> [EXERCISE DATA]
══════════════════════════════
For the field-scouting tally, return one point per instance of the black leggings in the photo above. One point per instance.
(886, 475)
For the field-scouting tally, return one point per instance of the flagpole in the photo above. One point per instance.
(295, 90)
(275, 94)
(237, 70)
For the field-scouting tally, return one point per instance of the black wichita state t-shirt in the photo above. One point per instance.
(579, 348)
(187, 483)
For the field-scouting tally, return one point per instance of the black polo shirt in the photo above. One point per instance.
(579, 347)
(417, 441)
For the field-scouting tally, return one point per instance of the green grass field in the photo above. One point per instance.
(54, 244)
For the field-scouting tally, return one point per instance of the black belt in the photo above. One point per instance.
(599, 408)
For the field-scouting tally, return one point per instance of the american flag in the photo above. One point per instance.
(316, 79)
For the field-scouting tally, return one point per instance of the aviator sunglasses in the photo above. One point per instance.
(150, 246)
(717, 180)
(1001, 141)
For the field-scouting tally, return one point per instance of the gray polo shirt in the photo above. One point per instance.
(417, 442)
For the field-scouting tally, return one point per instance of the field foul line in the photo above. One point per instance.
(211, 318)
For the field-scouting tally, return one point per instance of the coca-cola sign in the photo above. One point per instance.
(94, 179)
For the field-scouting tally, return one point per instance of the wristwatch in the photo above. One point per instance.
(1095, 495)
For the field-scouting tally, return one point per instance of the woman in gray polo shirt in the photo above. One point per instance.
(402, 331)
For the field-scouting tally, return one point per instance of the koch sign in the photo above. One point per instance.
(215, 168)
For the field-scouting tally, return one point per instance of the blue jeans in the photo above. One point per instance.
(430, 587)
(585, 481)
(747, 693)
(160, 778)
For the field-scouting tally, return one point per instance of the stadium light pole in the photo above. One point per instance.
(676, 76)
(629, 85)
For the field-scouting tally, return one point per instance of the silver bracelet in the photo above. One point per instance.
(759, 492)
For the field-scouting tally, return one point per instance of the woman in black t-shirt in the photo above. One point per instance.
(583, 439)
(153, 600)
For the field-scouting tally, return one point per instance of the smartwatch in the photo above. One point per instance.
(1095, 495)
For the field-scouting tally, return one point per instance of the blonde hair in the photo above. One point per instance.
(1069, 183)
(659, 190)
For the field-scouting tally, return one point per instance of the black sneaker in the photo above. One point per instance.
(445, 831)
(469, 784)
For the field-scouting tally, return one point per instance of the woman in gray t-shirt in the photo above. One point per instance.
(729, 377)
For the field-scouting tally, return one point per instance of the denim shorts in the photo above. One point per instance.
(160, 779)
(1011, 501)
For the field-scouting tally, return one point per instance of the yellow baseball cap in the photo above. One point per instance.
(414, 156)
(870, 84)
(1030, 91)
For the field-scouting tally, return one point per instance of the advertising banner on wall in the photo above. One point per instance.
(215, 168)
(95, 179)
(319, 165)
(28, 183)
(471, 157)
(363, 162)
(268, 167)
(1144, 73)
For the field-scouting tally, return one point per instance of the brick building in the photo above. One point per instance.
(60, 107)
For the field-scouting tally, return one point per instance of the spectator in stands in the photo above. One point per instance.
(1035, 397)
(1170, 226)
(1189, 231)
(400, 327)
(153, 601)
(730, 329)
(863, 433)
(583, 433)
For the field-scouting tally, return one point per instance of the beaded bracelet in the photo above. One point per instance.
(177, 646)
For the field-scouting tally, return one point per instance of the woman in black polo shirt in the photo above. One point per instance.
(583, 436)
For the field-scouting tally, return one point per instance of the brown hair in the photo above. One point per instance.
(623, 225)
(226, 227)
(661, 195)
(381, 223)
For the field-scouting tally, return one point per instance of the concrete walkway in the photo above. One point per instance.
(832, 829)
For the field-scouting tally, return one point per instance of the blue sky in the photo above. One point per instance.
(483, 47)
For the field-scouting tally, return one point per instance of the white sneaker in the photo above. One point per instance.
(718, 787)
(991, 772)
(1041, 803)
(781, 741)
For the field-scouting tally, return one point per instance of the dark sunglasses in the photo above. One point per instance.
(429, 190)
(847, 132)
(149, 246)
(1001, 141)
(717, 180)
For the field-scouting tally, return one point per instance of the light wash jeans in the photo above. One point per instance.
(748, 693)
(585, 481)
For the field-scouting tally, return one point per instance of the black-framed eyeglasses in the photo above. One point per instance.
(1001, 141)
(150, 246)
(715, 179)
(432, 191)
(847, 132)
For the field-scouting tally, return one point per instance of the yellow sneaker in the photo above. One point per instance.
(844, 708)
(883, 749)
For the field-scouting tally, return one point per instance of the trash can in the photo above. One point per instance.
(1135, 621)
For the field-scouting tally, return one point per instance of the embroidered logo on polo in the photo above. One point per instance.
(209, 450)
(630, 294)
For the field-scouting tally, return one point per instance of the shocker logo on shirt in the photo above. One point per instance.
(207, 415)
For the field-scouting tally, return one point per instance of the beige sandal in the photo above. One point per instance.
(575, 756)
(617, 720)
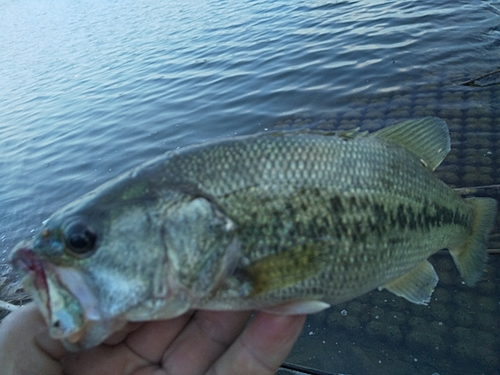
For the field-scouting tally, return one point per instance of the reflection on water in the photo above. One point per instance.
(90, 91)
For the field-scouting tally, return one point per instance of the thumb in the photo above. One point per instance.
(25, 344)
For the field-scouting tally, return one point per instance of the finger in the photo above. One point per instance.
(138, 351)
(205, 338)
(153, 339)
(25, 344)
(262, 347)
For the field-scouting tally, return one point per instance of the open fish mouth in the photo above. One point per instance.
(62, 295)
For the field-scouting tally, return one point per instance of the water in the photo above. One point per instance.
(90, 89)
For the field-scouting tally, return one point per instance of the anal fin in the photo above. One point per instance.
(416, 285)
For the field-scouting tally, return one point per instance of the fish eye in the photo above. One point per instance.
(80, 238)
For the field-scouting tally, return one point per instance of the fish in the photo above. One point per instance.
(285, 222)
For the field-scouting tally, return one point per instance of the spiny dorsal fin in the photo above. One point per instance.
(427, 138)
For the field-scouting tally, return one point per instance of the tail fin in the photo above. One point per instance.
(471, 258)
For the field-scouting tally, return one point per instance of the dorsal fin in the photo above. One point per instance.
(427, 138)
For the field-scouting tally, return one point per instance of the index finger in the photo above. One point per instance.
(262, 347)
══════════════════════════════
All of the lines above should be retyped precisely, apart from the pictures.

> [ANSWER SECTION]
For the field-scouting tally, return one point per instance of the black leggings in the photo above. One point per instance.
(886, 475)
For the field-scouting tally, return one point per instance of the flagpole in the photo above. One point per instance.
(295, 90)
(275, 94)
(237, 70)
For the field-scouting tally, return one point per instance of the black wichita state t-shirt in the photo above. One point per instance.
(579, 348)
(187, 483)
For the field-scouting tally, return one point per instance of the black polo shirt in the photo above. One point per instance.
(579, 347)
(417, 441)
For the field-scouting tally, return one point per instance of the green grass field in the photo above. One point per instance.
(54, 244)
For the field-scouting tally, return one point per instance of the black belt in the photo above. One point per instance.
(599, 408)
For the field-scouting tally, return one point per instance of the american flag in the photo above. One point per instance.
(316, 79)
For the field-scouting tally, return one point per instance of the aviator sunglasses in the photo above. One point per instance.
(150, 246)
(717, 180)
(1001, 141)
For the field-scouting tally, return one point per instance of the gray polo shirt in the photo above. One point per instance.
(417, 442)
For the field-scouting tally, return one point per instance of the field foul line in the photo above. One point per instance.
(211, 318)
For the field-scouting tally, return one point per instance of the coca-cola sign in the photo above. One point per instance.
(94, 179)
For the field-scouting tally, return one point per instance of the wristwatch in the photo above. One point per instance.
(1095, 495)
For the field-scouting tally, return one point per instance of the woman in gray polo shirt in the photo above. One point per instance.
(402, 331)
For the field-scouting tally, return one point per instance of the koch sign in the photo above. One point per instance.
(215, 168)
For the field-scouting tally, return one point per instance of the blue jeans in the photo above. One point per instance.
(430, 587)
(585, 481)
(747, 693)
(160, 778)
For the field-scouting tally, return one point per instance of the stadium light pole in the photo above. One point per instance.
(676, 76)
(629, 85)
For the field-scouting tally, return one point per instance of the silver bracelet in the photo above. One point per instance.
(759, 492)
For the field-scouting tally, return one point per instance of the woman in black t-shirt in the photo above. One point per instance.
(583, 439)
(153, 600)
For the field-scouting tally, return one point per instance of the smartwatch in the photo above. One point per instance.
(1095, 495)
For the field-scouting tally, return one point per instance of the blonde hair in the photo above. One point per instance.
(1069, 183)
(659, 190)
For the field-scouting tally, return one point per instance of the black sneaker in the photo above. One point per instance.
(445, 831)
(469, 784)
For the field-scouting tally, return one point per instance of the woman in gray t-shirt in the photo above. One point per instance.
(729, 377)
For the field-scouting tally, return one point per instance of the denim shorts in the photo above. One point per instance.
(160, 779)
(1011, 501)
For the field-scouting tally, return one point per instance of the yellow baseball cap in the photo above. One point per instance.
(414, 156)
(870, 84)
(1030, 91)
For the field-scouting tally, return one point per instance of the advertising banner on wall in the photo above. One point per instance.
(215, 168)
(95, 179)
(319, 165)
(28, 183)
(471, 157)
(363, 162)
(268, 167)
(1144, 73)
For the field-scouting tally, return one point per instance of the brick building in the photo above. One point per instance.
(60, 107)
For the field-scouting tally, return one point per instance of the spectator in stands in the photo above. One point per instance.
(1035, 397)
(1170, 226)
(1189, 231)
(400, 327)
(153, 601)
(730, 329)
(863, 433)
(583, 433)
For the field-scouting tally, return one point per instance of the beaded bracelet in the photo above. One point per instance.
(177, 646)
For the field-scouting tally, return one point per instance of the woman in black polo shirt in the photo above. One point per instance.
(583, 436)
For the field-scouting tally, return one point per instance of the brown hair in the photo above. One point per instance.
(623, 225)
(226, 227)
(661, 195)
(381, 223)
For the field-scouting tally, return one point per instance of the concrete walkway in the photo above. One point per instance.
(832, 829)
For the field-scouting tally, return one point per instance of the blue sky in the photo above. One point per instance.
(483, 47)
For the field-scouting tally, return one point per instance of the white sneaker in the photo above. One point per instance.
(718, 787)
(991, 772)
(1041, 803)
(781, 741)
For the field-scouting tally, return one point per instance of the dark sunglasses in the photo above. One point per instance.
(429, 190)
(847, 132)
(149, 246)
(1001, 141)
(717, 180)
For the field-scouting tally, return one point per instance of the light wash jeans in the photo above. One point per instance.
(748, 693)
(585, 481)
For the field-scouting tally, return one point per instance of the black-framed eyeglasses in the photo above. One point per instance.
(1001, 141)
(150, 246)
(715, 179)
(432, 191)
(847, 132)
For the field-scouting tally, return one point per instance of the yellow sneaker in the photo above. One point per instance.
(844, 708)
(883, 749)
For the field-scouting tally, return one point per instance of the trash can in the photo above. One point per instance.
(1135, 621)
For the field-scouting tally, return one point per instance of the embroidered logo on polo in the photo above. One point per instance.
(209, 450)
(630, 294)
For the field-scouting tally, return one point per instance of the shocker logo on shirt in the photo above. One point per instance.
(207, 415)
For the field-scouting tally, return one point per instance of the beige sandal in the photo above. One point per instance.
(575, 756)
(617, 720)
For the field-scouting tally, return one point per instance of the reflection on water in the photo above. One point per instance.
(90, 91)
For the field-scouting tally, return one point per instance of the thumb in the photo above. One point per instance.
(25, 344)
For the field-scouting tally, return one point per instance of the finger in the photo above. One point per instance.
(138, 351)
(205, 338)
(153, 339)
(25, 344)
(262, 347)
For the field-scouting tally, return one point per instance of the open fish mouth in the photo above. One point per instance.
(62, 295)
For the field-scouting tally, return one point per instance of the water in the photo above. One point per instance.
(90, 89)
For the field-scouting tally, return one point per instance of the anal fin in the photo above. One point per instance.
(416, 285)
For the field-scouting tally, return one point per instance of the fish eye in the photo above. One point per instance.
(80, 238)
For the field-scouting tally, return one point per instance of the fish in the photo above. One point per instance.
(285, 222)
For the field-scouting tally, return one point per instance of the spiny dorsal fin in the photo above. One point per instance.
(427, 138)
For the field-scouting tally, return one point per instance of the tail fin in the photo above. One point per instance.
(471, 258)
For the field-scouting tally, return one point per instance of the dorsal fin in the photo above. One point per instance.
(427, 138)
For the field-scouting tally, return one point per instance of the index finger in the photo above. One point per instance.
(262, 347)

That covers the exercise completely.